§ Source text:
• • • • • • •
Reading the fourth volume of Caro’s magisterial LBJ biography has me pondering if one of the big lies about the current state of the US, circa 2020s, is that we have never been this divided. When pro-lifers raise their cries to heaven over the approximately 60 million aborted babies since Roe v. Wade, and the bulk of Americans would prefer not to think about it, is that much more of a cultural divide than when the deep South simply ignored how their Jim Crow system seemed to the rest of the nation? I’m not sure. What I do know, especially from the historical record and evidenced by several slave rebellions pre-Civil War, when the disenfranchised try to rebel, they can’t succeed unless they get help. The issue with abortion, of course, is that the victims are the ultimate disenfranchised, who cannot even rebel. That is the fault line of the current cultural wars – and I don’t know how long it’ll take, mind by mind, person by person, to change that state of affairs. But the above is probably the only way to do it – the pacifist approach.

What’s the real harm in using the words “server” and “cache” ? The user who doesn’t care about understanding isn’t going to get much out of it either way, I can concede that. But those that do can and will google those terms, and maybe they will learn something. And you can be sure there WILL in fact be users who understand it who will absolutely appreciate it.
I think this is very much Feynman’s point: he didn’t have flowery unrealistic expectations of the average person. He just said, look, there’s a LOT of variance in the skill & interest of people. Why are we not even giving people a chance?

https://defenderofthebasic.substack.com/p/feynmans-razor?utm_source=hackernewsletter&utm_medium=email&utm_term=cutting_room_floor

Few things are more ironic than the number of people who will tell you to give up trying to appeal to people’s intelligence because the average person is so dumb.

As I reentered the conference floor, I was still thinking about the tension between declared outcomes and actual implementations. All around me, the booths posed a collective thesis on the future. This was a future without busywork or buttons, a future of bespoke experiences, a future where the internet was an ambient thing we’d call upon with our voices — not a service we would use but a place where we would live. Beneath this promised future, however, was a shadow future, one that suggested itself at every turn. This was a future of screens in every establishment and no way to get help, a future in which extractive algorithms yielded relentless advertising, a future of a crapified internet, too diluted with sponcon and hallucinated facts to be of any use. In this future, if you wanted to use a product you would have to download an app and pay a monthly fee. It was a future of ultra-sophisticated scams and government surveillance, a future where anyone’s face could be spliced into porn. Our arrival in this future would be a gradual surrender, achieved through a slow creep of terms and conditions, and the capitulations had already begun.
• • • • • • •
§ Your tasks:
1 - Repeat the part of the passage starting with "What’s the real" and going on through "people a chance?", word for word.
2 - Pull out each line of the records that contains the string "negative", counting only matches with the same capitalization.
The passage and the records come from unrelated sources.
• • • • • • •
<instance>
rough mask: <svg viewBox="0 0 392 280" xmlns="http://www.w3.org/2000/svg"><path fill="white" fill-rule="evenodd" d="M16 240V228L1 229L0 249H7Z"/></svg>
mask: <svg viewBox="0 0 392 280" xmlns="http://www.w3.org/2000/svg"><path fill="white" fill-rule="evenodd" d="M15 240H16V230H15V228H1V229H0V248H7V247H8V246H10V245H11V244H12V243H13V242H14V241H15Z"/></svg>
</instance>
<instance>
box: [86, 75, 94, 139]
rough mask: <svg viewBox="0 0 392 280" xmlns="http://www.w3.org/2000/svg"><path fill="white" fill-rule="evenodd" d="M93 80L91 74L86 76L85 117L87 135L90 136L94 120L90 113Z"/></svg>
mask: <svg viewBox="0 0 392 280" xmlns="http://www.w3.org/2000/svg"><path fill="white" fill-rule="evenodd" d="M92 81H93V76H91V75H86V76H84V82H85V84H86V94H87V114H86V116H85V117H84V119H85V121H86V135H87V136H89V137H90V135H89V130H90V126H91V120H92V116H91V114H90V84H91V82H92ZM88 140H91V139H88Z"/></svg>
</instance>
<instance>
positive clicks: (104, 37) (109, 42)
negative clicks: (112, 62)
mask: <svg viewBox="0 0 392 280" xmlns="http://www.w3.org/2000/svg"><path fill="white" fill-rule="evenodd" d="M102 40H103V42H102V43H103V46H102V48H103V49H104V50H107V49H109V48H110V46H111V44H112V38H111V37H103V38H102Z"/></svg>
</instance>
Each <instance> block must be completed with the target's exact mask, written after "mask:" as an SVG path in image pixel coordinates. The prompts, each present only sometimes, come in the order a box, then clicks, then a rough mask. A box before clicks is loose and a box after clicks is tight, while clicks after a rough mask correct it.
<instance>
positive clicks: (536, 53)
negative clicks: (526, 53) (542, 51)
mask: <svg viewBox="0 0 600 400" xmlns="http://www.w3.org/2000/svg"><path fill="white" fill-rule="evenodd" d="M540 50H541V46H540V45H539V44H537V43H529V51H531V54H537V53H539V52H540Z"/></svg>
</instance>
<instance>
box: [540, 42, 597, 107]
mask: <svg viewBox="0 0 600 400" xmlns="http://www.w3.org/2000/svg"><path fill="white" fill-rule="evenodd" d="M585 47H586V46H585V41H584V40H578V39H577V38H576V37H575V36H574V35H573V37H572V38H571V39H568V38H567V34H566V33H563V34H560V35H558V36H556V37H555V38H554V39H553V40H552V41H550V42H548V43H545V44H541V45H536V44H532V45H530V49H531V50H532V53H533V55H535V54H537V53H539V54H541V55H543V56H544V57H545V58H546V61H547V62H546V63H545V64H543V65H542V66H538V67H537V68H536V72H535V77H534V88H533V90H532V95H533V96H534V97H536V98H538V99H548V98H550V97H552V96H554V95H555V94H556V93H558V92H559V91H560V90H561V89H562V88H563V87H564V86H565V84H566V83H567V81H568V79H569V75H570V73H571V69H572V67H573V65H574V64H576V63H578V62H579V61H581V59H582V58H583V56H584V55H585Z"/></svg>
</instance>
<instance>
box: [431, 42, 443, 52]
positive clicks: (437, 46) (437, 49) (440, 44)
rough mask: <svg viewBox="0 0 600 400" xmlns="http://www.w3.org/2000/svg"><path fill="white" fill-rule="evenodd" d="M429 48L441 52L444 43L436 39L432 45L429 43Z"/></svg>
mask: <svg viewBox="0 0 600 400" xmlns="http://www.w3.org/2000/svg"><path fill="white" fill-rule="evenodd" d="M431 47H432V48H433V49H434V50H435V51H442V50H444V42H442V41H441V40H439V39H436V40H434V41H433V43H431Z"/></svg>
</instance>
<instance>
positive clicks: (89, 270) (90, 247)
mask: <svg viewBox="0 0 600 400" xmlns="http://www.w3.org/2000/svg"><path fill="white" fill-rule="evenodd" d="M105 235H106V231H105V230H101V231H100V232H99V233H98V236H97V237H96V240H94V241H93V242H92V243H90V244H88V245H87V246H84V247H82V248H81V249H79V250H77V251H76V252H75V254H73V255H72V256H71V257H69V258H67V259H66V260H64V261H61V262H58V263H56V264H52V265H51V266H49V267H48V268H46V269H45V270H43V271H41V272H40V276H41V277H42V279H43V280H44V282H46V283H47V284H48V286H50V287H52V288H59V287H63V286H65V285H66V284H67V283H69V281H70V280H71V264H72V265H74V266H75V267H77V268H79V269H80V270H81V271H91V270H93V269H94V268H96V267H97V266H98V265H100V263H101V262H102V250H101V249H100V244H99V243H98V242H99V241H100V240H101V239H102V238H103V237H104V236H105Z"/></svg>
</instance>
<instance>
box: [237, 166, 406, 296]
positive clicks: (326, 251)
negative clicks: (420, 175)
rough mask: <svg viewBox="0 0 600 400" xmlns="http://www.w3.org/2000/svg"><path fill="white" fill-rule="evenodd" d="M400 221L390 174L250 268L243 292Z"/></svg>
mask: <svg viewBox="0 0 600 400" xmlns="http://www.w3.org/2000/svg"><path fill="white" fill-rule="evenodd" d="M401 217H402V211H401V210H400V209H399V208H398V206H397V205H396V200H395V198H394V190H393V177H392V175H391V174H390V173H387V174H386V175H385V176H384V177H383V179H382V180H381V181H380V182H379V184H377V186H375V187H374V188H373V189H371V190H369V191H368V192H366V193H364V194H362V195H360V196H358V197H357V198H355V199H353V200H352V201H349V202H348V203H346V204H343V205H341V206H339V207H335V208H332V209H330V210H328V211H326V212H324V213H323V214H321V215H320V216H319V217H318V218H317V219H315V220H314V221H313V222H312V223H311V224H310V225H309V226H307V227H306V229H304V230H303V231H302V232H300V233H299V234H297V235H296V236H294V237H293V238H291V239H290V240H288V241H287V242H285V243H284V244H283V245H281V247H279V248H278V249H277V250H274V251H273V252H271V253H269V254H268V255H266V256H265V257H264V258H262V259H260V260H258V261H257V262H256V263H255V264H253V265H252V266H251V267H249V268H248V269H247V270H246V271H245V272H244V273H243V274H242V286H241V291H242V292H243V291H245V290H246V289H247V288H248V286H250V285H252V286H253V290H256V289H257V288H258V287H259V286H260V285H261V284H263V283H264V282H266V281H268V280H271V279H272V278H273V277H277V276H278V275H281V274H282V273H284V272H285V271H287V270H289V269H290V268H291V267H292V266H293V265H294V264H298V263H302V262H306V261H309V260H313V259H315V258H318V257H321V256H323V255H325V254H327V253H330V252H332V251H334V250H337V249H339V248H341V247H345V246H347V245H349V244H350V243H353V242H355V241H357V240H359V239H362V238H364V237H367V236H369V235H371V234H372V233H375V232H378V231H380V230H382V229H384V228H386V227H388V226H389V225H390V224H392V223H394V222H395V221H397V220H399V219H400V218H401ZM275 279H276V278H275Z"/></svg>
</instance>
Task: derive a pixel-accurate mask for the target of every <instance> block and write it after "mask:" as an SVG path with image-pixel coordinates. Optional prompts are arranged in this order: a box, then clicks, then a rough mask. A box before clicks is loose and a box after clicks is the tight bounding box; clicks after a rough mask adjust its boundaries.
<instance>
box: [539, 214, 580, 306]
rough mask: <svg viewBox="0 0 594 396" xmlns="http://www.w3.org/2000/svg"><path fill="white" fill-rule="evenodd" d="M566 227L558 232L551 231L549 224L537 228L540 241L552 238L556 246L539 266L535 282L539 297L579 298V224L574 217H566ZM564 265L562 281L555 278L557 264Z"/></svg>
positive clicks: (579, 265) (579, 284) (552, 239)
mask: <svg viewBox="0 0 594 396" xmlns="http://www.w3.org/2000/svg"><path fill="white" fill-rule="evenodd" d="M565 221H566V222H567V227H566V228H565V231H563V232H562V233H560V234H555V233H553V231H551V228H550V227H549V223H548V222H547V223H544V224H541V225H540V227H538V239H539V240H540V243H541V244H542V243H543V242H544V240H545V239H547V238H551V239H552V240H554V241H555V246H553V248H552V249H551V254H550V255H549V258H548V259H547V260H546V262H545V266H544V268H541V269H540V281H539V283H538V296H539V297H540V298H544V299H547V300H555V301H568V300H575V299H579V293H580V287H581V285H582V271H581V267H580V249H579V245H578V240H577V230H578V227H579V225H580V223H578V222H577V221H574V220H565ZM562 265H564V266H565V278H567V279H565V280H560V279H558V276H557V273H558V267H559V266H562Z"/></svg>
• • • • • • •
§ Responses for each task:
1 -
What’s the real harm in using the words “server” and “cache” ? The user who doesn’t care about understanding isn’t going to get much out of it either way, I can concede that. But those that do can and will google those terms, and maybe they will learn something. And you can be sure there WILL in fact be users who understand it who will absolutely appreciate it.
I think this is very much Feynman’s point: he didn’t have flowery unrealistic expectations of the average person. He just said, look, there’s a LOT of variance in the skill & interest of people. Why are we not even giving people a chance?

2 -
negative clicks: (112, 62)
negative clicks: (526, 53) (542, 51)
negative clicks: (420, 175)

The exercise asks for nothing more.